_Source passage_.
#####
Allow ModelVisualizers to wrap Pipeline objects #498

bbengfort · 2018-07-13T13:06:32Z

Describe the solution you'd like

Our model visualizers expect to wrap classifiers, regressors, or clusters in order to visualize the model under the hood; they even do checks to ensure the right estimator is passed in. Unfortunately in many cases, passing a pipeline object as the model in question does not allow the visualizer to work, even though the model is acceptable as a pipeline, e.g. it is a classifier for classification score visualizers (more on this below). This is primarily because the Pipeline wrapper masks the attributes needed by the visualizer.

I propose that we modify the ModelVisualizer to change the ModelVisualizer.estimator attribute to a @property - when setting the estimator property, we can perform a check to ensure that the Pipeline has a final_estimator attribute (e.g. that it is not a transformer pipeline). When getting the estimator property, we can return the final estimator instead of the entire Pipeline. This should ensure that we can use pipelines in our model visualizers.

NOTE however that we will still have to fit(), predict(), and score() on the entire pipeline, so this is a bit more nuanced than it seems on first glance. There will probably have to be is_pipeline() checking and other estimator access utilities.

Is your feature request related to a problem? Please describe.

Consider the following, fairly common code:

from sklearn.pipeline import Pipeline
from sklearn.neural_network import MLPClassifier 
from sklearn.feature_extraction.text import TfidfVectorizer 

from yellowbrick.classifier import ClassificationReport 

model = Pipeline([
    ('tfidf', TfidfVectorizer()), 
    ('mlp', MLPClassifier()), 
]) 

oz = ClassificationReport(model)
oz.fit(X_train, y_train)
oz.score(X_test, y_test)
oz.poof()

This seems to be a valid model for a classification report, unfortunately the classification report is not able to access the MLPClassiifer's classes_ attribute since the Pipeline doesn't know how to pass that on to the final estimator.

I think the original idea for the ScoreVisualizers was that they would be inside of Pipelines, e.g.

model = Pipeline([
    ('tfidf', TfidfVectorizer()), 
    ('clf', ClassificationReport(MLPClassifier())), 
]) 

model.fit(X, y)
model.score(X_test, y_test)
model.named_steps['clf'].poof()

But this makes it difficult to use more than one visualizer; e.g. ROCAUC visualizer and CR visualizer.
#####
_Written request 1_.
Answer these from the issue:
(a) What does the proposal make the ModelVisualizer.estimator attribute?
(b) Which MLPClassifier attribute can the classification report not access when it wraps the Pipeline?
(c) Which two visualizers are given as hard to use together when the visualizer sits inside the Pipeline?

_Items_.
#####
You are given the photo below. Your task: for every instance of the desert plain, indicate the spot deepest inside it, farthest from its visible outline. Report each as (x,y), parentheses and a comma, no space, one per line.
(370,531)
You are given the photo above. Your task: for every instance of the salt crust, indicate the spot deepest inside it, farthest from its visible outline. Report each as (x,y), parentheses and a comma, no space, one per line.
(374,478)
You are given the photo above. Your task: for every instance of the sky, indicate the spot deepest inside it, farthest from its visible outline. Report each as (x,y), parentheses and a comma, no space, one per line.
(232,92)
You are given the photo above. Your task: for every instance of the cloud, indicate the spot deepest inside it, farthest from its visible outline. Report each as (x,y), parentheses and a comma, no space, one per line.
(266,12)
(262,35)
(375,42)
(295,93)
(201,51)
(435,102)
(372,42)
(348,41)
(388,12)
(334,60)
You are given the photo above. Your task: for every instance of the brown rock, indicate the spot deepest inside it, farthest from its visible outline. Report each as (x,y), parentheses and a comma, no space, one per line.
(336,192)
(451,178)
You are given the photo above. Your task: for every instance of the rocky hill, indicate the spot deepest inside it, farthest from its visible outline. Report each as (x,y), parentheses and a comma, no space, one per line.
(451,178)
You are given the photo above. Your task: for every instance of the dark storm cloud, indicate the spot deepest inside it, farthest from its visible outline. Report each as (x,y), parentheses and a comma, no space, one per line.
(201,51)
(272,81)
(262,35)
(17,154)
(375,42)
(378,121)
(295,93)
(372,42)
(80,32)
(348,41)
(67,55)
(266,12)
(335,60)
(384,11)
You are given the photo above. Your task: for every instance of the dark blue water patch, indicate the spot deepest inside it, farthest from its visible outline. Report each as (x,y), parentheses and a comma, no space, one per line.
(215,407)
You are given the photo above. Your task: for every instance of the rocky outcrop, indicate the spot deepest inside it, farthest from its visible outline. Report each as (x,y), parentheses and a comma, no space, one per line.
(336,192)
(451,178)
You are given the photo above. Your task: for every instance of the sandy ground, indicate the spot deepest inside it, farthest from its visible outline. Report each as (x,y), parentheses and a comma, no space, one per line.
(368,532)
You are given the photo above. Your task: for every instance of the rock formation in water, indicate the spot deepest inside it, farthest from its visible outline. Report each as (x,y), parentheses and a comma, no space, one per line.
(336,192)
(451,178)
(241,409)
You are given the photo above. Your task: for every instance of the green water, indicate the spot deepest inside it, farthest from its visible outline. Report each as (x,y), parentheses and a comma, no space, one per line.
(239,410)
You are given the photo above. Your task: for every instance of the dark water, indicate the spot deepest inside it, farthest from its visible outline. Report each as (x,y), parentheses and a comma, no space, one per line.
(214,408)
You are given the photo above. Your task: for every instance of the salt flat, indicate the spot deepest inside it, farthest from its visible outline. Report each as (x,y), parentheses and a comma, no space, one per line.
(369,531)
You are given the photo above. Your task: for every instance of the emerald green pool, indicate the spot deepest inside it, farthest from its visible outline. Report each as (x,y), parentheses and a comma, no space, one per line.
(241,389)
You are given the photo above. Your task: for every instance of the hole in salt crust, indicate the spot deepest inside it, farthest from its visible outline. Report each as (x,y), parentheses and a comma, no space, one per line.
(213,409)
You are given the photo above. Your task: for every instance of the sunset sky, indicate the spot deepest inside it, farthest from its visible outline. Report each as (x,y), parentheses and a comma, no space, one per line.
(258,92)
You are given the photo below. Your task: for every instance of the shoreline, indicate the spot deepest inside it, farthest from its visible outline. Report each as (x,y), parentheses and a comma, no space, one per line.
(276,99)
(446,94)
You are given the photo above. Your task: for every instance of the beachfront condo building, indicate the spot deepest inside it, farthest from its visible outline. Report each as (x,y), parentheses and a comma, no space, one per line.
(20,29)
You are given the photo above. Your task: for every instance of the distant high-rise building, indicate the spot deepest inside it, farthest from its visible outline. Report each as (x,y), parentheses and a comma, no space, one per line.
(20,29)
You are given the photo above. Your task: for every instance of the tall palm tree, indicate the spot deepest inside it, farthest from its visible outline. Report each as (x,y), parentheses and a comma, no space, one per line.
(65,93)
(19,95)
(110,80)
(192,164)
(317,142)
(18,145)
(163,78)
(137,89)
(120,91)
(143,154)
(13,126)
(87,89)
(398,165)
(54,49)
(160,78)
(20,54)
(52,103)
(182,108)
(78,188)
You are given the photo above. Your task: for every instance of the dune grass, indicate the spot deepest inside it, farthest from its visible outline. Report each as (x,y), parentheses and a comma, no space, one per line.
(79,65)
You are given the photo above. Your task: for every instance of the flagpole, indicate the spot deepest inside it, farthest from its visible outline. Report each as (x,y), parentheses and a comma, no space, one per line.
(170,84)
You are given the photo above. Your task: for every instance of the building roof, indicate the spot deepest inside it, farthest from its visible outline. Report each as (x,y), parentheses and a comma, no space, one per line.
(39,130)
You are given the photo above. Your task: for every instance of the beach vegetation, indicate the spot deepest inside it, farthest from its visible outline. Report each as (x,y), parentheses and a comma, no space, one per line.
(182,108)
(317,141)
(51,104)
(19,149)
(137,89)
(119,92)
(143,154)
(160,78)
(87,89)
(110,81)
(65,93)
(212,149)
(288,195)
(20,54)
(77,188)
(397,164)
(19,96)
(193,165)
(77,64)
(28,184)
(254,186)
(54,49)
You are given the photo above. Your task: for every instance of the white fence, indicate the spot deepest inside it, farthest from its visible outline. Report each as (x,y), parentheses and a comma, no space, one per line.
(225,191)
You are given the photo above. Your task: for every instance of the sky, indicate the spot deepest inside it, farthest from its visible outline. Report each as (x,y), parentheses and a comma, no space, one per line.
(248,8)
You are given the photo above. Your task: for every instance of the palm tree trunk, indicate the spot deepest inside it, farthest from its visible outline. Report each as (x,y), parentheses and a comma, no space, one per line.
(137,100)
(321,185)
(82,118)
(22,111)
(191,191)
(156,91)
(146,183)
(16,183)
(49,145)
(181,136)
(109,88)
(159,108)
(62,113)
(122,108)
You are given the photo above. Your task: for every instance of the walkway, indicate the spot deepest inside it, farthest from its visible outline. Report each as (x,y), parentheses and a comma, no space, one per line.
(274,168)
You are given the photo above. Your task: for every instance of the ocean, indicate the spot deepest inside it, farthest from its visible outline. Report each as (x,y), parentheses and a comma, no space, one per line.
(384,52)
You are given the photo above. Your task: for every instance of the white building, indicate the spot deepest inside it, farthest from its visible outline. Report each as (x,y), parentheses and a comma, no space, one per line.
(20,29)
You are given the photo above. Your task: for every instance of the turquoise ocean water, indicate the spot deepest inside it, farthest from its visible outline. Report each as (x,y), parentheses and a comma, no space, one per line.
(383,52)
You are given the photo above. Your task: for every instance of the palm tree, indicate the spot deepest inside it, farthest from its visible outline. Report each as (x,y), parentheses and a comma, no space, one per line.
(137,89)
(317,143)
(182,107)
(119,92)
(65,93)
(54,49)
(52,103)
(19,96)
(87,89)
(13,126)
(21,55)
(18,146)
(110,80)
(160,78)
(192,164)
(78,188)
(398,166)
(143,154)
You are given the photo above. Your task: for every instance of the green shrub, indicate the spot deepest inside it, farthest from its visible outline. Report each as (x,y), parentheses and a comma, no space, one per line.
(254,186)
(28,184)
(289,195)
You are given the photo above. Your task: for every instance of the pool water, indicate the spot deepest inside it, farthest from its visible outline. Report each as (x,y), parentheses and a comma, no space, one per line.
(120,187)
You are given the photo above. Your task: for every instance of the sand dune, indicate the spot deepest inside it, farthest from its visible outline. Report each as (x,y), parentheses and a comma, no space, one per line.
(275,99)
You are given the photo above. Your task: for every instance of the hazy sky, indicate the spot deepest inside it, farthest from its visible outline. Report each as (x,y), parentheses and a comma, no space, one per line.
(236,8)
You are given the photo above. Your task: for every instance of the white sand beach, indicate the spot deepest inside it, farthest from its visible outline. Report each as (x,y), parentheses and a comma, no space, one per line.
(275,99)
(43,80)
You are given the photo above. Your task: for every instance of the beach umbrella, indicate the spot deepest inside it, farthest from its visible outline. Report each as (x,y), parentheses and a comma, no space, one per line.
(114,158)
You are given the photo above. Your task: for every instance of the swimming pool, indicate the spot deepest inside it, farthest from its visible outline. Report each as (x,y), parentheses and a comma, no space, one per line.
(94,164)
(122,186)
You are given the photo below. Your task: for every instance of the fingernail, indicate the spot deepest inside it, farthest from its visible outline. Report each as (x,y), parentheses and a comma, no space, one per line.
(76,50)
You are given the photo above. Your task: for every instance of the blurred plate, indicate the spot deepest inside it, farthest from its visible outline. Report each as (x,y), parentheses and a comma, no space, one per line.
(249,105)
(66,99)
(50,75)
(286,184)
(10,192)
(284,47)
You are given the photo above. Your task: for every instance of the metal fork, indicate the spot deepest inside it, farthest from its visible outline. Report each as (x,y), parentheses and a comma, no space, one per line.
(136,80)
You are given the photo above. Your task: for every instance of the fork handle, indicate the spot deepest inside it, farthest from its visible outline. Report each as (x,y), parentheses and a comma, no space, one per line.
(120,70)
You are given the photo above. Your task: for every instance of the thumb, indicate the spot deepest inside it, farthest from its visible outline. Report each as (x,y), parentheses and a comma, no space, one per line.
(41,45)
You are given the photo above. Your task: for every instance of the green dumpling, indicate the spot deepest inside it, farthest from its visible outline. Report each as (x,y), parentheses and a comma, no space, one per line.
#####
_Written request 2_.
Show each line of the records above that contains the string "dune". Case counts.

_Task solution 1_.
(a) A @property.
(b) The classes_ attribute.
(c) The ROCAUC visualizer and the CR visualizer.

_Task solution 2_.
You are given the photo above. Your task: for every instance of the dune grass, indicate the spot deepest inside it, farthest from its visible outline. Report each as (x,y), parentheses and a comma, no space, one per line.
You are given the photo above. Your task: for every instance of the sand dune, indicate the spot deepest inside it, farthest from its visible outline. Report each as (x,y), parentheses and a comma, no space, one per line.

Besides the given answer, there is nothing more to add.